** SOURCE **
Should It Stay or Should It Go?

Saturday, October 27, 2007

My First Time

Artists: David Bowie; Brian Eno
Albums: The Rise and Fall of Ziggy Stardust and the Spiders from Mars (DB); Thursday Afternoon (BE)
Source: Bought new

For my 14th birthday, my parents bought me a CD player. That's a common enough occurrence these days, but this was a moment in the 1980s when the Compact Disc was brand new, something only audiophiles & early adopters had even heard of. Up until that moment, I'd had my little boom box and a Walkman for my already-sizable collection of cassettes, and I would play my few LPs on my folks' turntable. Everything seemed fine.

Suddenly, there was this new, unknown thing to deal with. Along with the player, I got a copy of an audiophile magazine like Stereo Review or something, and the cover story was about CD players...and the attendant CDs that went along with them.

Thus, the process began.

I did some reading, and prepared for a trip to the Cherry Hill Mall, where Sound Odyssey had a section of CDs - way in the back of the store, behind the vinyl and tapes. I'd brought along some allowance money to make the buy, and some ideas of what to get: probably a Beatles album (Sgt. Pepper's, maybe?), maybe London Calling or one of the Pink Floyd albums I'd yet to get on cassette.

But these were early days, and the pickings were slim. The Beatles were 5 years or so from making their debut in the new format; ditto for iconic acts like the Stones. The Floyd section was nearly bare, and since I'd never heard a CD, it didn't occur to me to upgrade one of the Talking Heads or Elvis Costello albums I already had.

There was a lot of weird stuff on offer, and much of it was beyond my ken. This was my entry into a new musical world, so the selection could not be made lightly - the discs I got had to matter in some way.

When I realize that it was my 14-year-old self that made the purchase, I'm kind of blown away that the two things I bought were Bowie's Ziggy Stardust album, and Eno's Thursday Afternoon. At an age when I really should have been picking up some of the hits of the day (maybe Synchronicity and Brothers in Arms, or something else from MTV's heavy rotation?), I ended up with a pair of discs that are kind of a microcosm of all of the many, many, many additions yet to come to The Baby Beast.

** DATA EXTRACT **

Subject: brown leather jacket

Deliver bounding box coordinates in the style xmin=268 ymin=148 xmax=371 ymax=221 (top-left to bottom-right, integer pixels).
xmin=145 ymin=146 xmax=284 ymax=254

** TASKS TO COMPLETE **
**A)** In the blog post about a first CD purchase, what did the writer's parents give for the writer's 14th birthday?
**B)** List every musician or band named in the blog post about a first CD purchase.
**C)** Extend the blog post about a first CD purchase, starting after its final sentence.
The listing is separate material and has nothing to do with the blog post about a first CD purchase.

** OUTPUTS IN ORDER **
**A)** A CD player.

**B)** David Bowie, Brian Eno, the Beatles, the Stones, Pink Floyd, Talking Heads, Elvis Costello

**C)**
First Bowie. Put simply, Ziggy is iconic. The opening shot of a new kind of glam pop, the album was already a historical milestone. It had two hits everybody knew - "Ziggy Stardust" and "Suffragette City" - and a backstory that people who cared about such things (read: me) knew inside and out. It would have made more sense to pick up a best-of package like Changes, but I felt like I needed something more important, and this fit the bill.

Eno's disc went in the other direction, being an iconoclastic record that fit into the history yet to be made. Thursday Afternoon is a single, hour-long minimalist piece that Eno made specifically in response to the advent of CDs. Its length took advantage of the elongated playing time of the new medium (no need to fade out for a flip to Side Two), and the quiet, slow evolution of the music banked on the disc's non-existant surface noise. It was something with no discernable melody, no real "fun factor," but lots & lots to think about and discuss.

The third point is one I didn't even know at the time: more or less at random, I'd reunited a classic art-rock team. Bowie and Eno had made "important" music together in the past (really around the time I was born), but that was something I'd learn later.

Since this trip to the mall, I've essentially made the same trip over & over again...going to the record store looking to 1) build up my store of classic/important recordings; 2) dig into secret, eclectic musical worlds that ran parallel (but miles beneath) to the ones aboveground, in search of something new and momentous, or at least just good for a geeky bull session; 3) make connections, real or imagined, between seemingly disparate musical artifacts, looking for the deeper truths that would be revealed. I'm still hard at work on all 3 points.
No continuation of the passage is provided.